Coordinate annotation records
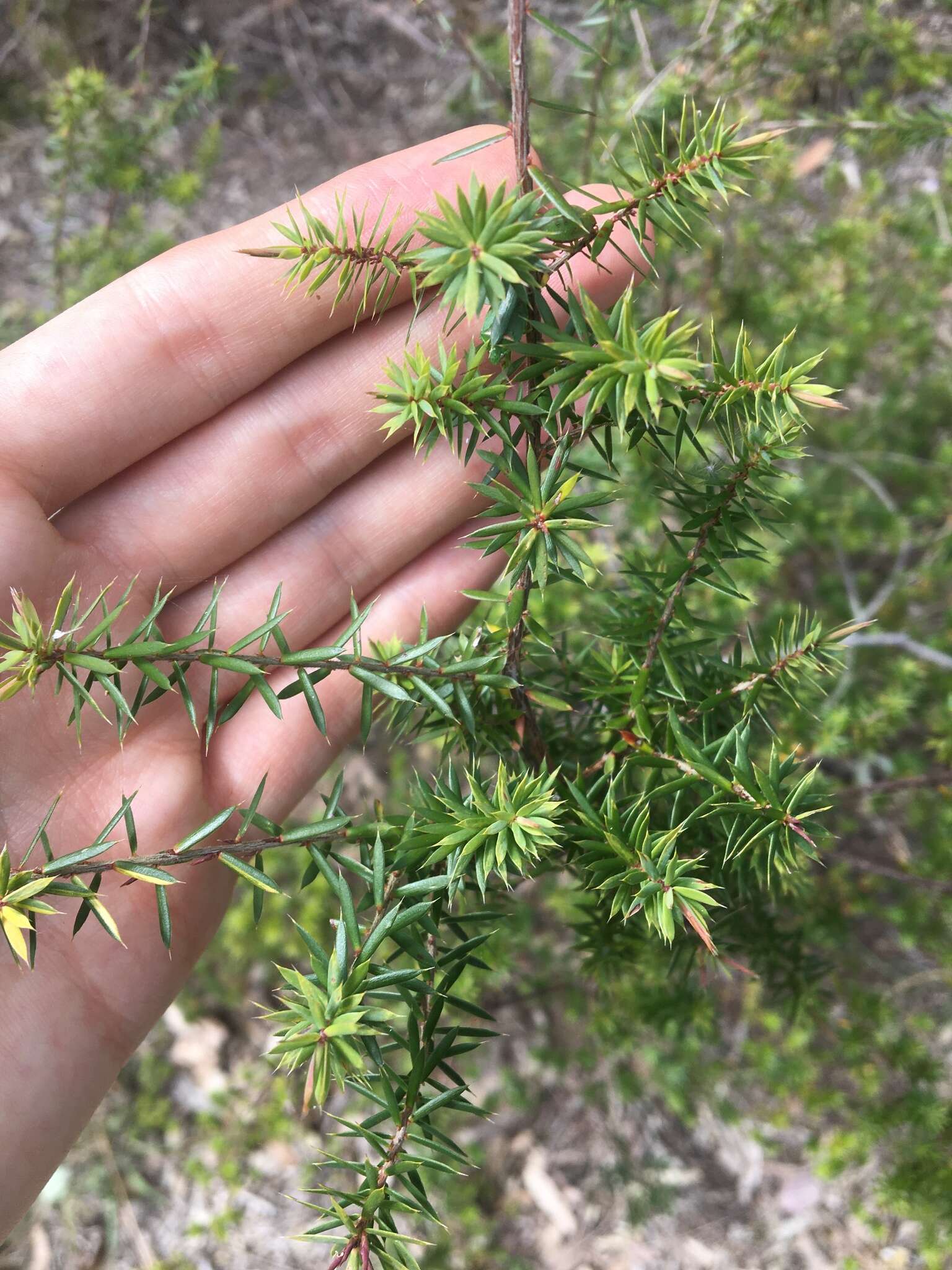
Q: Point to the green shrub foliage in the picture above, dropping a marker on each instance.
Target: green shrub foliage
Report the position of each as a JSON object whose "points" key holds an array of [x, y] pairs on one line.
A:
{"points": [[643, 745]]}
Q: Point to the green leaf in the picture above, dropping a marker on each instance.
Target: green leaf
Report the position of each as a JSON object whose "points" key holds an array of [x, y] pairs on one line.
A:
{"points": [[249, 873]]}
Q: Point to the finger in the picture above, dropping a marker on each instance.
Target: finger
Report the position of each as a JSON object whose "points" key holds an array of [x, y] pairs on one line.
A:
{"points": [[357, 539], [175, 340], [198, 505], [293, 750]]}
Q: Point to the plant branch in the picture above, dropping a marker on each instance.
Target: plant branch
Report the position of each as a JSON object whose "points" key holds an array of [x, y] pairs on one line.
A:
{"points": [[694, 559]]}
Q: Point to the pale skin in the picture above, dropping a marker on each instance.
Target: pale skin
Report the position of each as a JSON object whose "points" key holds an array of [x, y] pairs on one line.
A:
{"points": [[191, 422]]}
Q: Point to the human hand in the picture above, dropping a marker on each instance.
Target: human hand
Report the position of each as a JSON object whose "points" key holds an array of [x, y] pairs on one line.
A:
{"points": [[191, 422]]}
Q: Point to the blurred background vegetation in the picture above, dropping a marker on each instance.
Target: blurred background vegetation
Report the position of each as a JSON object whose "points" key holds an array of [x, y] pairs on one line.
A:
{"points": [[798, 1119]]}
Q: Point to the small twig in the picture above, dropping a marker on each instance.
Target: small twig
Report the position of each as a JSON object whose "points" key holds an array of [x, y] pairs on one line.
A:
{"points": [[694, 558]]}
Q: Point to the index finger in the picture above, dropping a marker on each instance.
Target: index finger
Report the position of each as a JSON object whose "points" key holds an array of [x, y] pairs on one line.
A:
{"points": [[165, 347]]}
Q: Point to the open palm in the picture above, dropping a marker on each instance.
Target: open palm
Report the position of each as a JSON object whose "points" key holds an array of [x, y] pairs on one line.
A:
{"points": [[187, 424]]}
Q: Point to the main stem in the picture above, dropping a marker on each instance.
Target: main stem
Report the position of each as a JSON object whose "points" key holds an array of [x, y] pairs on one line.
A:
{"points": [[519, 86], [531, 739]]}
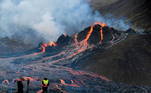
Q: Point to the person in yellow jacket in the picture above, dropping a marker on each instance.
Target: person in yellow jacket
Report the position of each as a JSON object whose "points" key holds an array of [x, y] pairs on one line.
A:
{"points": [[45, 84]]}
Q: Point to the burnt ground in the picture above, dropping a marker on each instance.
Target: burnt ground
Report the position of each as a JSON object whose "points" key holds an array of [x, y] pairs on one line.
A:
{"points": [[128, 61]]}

■ JOB: Make an exact copy of the records above, with the pictures left out.

■ ANSWER IN FULL:
Q: Point to the green shrub foliage in the picture above, dropping a marker on each instance.
Target: green shrub foliage
Report the position of each as a JSON object whose "points" key holds an array of [x, y] pairs on one line.
A:
{"points": [[643, 745]]}
Q: Point to the green leaf in the picture above, dropping a marker on each instance.
Target: green leaf
Report the position of each as a JSON object whose "points" key holds an array of [x, y] pairs on one line.
A:
{"points": [[249, 873]]}
Q: Point to the finger in the picture above, dropping a marker on each instance.
Target: finger
Report the position of each as a JSON object whose "points" key holds an array of [x, y] pairs on one line.
A:
{"points": [[357, 539], [175, 340], [198, 505], [293, 750]]}
Q: Point to the plant branch in the picture above, dropping a marker on each instance.
Target: plant branch
Report the position of each as a JSON object whose "points" key holds an array of [x, y] pairs on one line.
A:
{"points": [[694, 559]]}
Q: Point to the pale skin in the picture above, dropping a marker on each instance.
Target: pale skin
Report the position of each as a JSON object whose "points" key holds an array of [x, y] pairs on one line.
A:
{"points": [[191, 422]]}
Q: Point to the human hand in the picture above, dropping a marker on each instance.
Target: human hand
Report the position of each as a JSON object whose "points" key holds an array of [x, y] pairs on one line.
A:
{"points": [[191, 422]]}
Q: Point to the blurred background vegetation in the picture above, dropping a marker on each instance.
Target: blurred background vegetation
Report the position of each as a JSON object whose "points" key holds an array of [x, y] pairs on one line.
A:
{"points": [[798, 1119]]}
Q: Point to the small twig in the picture above, dropping a marker on each instance.
Target: small twig
Report the position of each as a JSON object whose "points" key holds an array of [x, y] pairs on one line.
A:
{"points": [[694, 558]]}
Q: Point to the index finger in the picture above, dropping a marker on each instance.
Target: index finger
Report the position of each as a JSON object whose "points" key holds an array of [x, y] pairs on one line.
A:
{"points": [[165, 347]]}
Q: Point to the open palm in the picture above, dropping a marker on each instance.
Target: open palm
Report the position of each as a JSON object whose "points" key holds an array of [x, y] pairs on one line.
A:
{"points": [[187, 424]]}
Q: Point to the main stem in the picture above, dropping a marker on each instance.
Target: main stem
Report the position of each as a JSON object whose "points" key holds an array of [x, y] pairs on one line.
A:
{"points": [[519, 86], [531, 739]]}
Q: Point to the person in yellow jacket in the picture above, dropping a marker on each instance.
Target: person in yellow jacket
Report the position of each as a JSON object whose "points" key holds an array of [x, y] pairs on one line.
A:
{"points": [[45, 84]]}
Q: Point to the burnt ground in the picture above, dropping a marker on each instance.
Target: burnt ground
Report the position of each as a JSON object whose "points" key holds an array of [x, y] pairs on one line.
A:
{"points": [[128, 61]]}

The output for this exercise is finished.